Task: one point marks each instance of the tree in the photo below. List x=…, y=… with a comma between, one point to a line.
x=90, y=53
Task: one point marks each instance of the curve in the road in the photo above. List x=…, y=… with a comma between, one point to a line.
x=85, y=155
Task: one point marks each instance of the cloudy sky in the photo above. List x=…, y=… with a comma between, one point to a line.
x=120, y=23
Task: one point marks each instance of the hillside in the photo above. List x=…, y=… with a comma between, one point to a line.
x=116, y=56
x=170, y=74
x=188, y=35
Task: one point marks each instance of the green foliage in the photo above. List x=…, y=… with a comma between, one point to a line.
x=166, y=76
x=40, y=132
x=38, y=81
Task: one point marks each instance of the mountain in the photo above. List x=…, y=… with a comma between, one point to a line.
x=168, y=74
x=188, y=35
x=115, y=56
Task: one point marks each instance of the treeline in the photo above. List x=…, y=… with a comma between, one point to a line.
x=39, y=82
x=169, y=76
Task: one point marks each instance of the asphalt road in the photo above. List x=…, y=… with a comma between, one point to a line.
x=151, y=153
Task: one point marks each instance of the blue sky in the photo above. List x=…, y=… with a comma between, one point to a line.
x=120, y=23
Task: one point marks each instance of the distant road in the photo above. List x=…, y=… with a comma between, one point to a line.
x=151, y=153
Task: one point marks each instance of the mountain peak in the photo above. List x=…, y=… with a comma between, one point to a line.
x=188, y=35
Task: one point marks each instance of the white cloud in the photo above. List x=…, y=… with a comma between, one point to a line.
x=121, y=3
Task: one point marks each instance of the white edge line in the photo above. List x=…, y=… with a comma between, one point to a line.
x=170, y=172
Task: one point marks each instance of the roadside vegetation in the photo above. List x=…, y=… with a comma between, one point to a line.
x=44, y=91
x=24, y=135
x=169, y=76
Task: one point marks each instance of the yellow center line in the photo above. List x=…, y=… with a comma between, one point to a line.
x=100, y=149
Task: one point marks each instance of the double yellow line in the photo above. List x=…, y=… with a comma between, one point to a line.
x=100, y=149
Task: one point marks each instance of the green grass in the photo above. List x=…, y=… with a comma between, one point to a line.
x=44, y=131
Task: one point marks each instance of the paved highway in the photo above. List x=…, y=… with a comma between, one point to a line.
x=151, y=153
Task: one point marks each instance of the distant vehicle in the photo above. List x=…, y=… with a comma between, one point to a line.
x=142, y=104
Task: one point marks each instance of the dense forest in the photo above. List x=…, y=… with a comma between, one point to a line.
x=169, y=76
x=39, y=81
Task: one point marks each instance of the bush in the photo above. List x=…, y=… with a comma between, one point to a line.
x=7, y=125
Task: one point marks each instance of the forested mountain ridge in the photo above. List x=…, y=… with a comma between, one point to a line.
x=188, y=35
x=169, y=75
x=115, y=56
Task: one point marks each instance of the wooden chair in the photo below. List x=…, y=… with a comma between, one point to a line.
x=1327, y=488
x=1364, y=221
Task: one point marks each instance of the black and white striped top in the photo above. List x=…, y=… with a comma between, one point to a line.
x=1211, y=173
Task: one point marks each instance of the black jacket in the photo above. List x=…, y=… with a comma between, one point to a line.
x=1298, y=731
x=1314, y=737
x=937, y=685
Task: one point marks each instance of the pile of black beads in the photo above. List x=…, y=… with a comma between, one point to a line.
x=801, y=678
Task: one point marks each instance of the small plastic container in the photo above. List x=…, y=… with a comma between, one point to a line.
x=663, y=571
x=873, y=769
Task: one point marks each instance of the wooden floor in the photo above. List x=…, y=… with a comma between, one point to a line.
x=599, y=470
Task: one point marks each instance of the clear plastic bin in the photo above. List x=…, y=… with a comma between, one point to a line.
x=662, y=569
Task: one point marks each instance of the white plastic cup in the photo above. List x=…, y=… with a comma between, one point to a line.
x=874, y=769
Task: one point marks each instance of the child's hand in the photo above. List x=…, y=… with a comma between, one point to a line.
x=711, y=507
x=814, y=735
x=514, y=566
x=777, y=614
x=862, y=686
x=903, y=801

◇ ◇ ◇ ◇

# What to do
Transcribe the data above in full, exactly as it appears.

# The completed task
Task: one point marks each instance of the tree in the photo below. List x=…, y=… with a comma between, one point to a line.
x=90, y=53
Task: one point marks each instance of the curve in the road in the photo above. List x=…, y=… with a comma between, one point to a line.
x=85, y=155
Task: one point marks each instance of the cloudy sky in the photo above. List x=…, y=… with a comma between, one point to a line.
x=120, y=23
Task: one point marks each instance of the hillside in the photo above. List x=…, y=… with a comma between, one point to a line.
x=116, y=56
x=170, y=74
x=188, y=35
Task: one point marks each instance of the green foliage in the photo above. List x=…, y=… with a comma between, one point to a line.
x=166, y=76
x=40, y=132
x=38, y=81
Task: one point marks each instance of the mountain in the photo above. List x=…, y=… with a comma between, one point to a line.
x=168, y=74
x=188, y=35
x=115, y=56
Task: one point marks each instance of the treeline in the photo above. List x=…, y=… with a comma between, one point to a line.
x=39, y=82
x=169, y=76
Task: one point marks each instance of the asphalt road in the photo above. List x=…, y=… with a comma between, one point to a line.
x=151, y=153
Task: one point marks each instance of the blue sky in the photo above. List x=…, y=… with a comma between, one point to a line.
x=120, y=23
Task: one point marks each instance of the distant road in the photo above. List x=…, y=… with a comma between, one point to a line.
x=151, y=153
Task: one point marks each instance of the mountain peak in the photo above. List x=…, y=… with a comma between, one point to a line.
x=188, y=35
Task: one point marks each instance of the white cloud in the photo above. List x=…, y=… with a comma between, one point to a line.
x=121, y=3
Task: one point marks each instance of the white edge line in the photo above. List x=…, y=… with a comma between, one point to a line.
x=170, y=172
Task: one point marks each instance of the roadside vegetation in the photo above. List x=…, y=… with a comma between, one point to a line.
x=44, y=91
x=24, y=135
x=169, y=76
Task: one point marks each instance of the yellow center line in the photo above. List x=…, y=… with a comma between, one point to a line.
x=100, y=149
Task: one point marks each instance of the double yellow line in the photo above. List x=…, y=… with a comma between, one point to a line.
x=100, y=149
Task: one point marks each instance of the green grass in the photo above. List x=…, y=… with a comma between, one point to a line.
x=44, y=131
Task: one point marks each instance of the paved highway in the photo above. List x=…, y=… with a comma between, one point to a line.
x=151, y=153
Task: one point marks each instance of the distant vehicle in the photo above. List x=…, y=… with a comma between, one point to a line.
x=142, y=104
Task: one point marks each instance of the dense forest in the photo above. List x=…, y=… with a comma between, one point to a line.
x=169, y=76
x=39, y=81
Task: one point marks each instance of the bush in the photo above. List x=…, y=… with a comma between, one point to a line.
x=7, y=125
Task: one point marks each instance of the forested mountain ridge in the photo above. List x=…, y=… with a comma between, one point to a line.
x=188, y=35
x=169, y=75
x=115, y=56
Task: one point marks each instance of the wooden chair in the photo below. List x=…, y=… with a comma between, one point to a line.
x=1327, y=488
x=1364, y=221
Task: one point marks each instance of the black and white striped top in the photo above. List x=…, y=… with a comma between, one point to a line.
x=1211, y=173
Task: one point marks each instance of the black jacket in the photo above. List x=…, y=… with a comma between, one point to a line.
x=1298, y=731
x=1314, y=737
x=937, y=685
Task: one point marks each instance of the pile of black beads in the photo above. List x=…, y=… with a comma between, one point to a line.
x=801, y=678
Task: one point marks each instance of the small plastic container in the photo above. List x=…, y=… with a comma between, one point to a line.
x=663, y=571
x=873, y=769
Task: one point marks each instance of the wooden floor in the photo above. List x=…, y=… with a comma between, one point to a line.
x=599, y=470
Task: one point marks each instance of the clear plastic bin in the photo above. List x=…, y=… with a comma between, one point to a line.
x=662, y=569
Task: one point marks each instance of the white plastic cup in the photo above. List x=…, y=… with a comma between, one point to a line.
x=874, y=769
Task: one point marks each instance of the child's hand in the photo above. List x=…, y=… with a comma between, one point to a line.
x=711, y=507
x=814, y=735
x=514, y=566
x=777, y=614
x=862, y=686
x=903, y=801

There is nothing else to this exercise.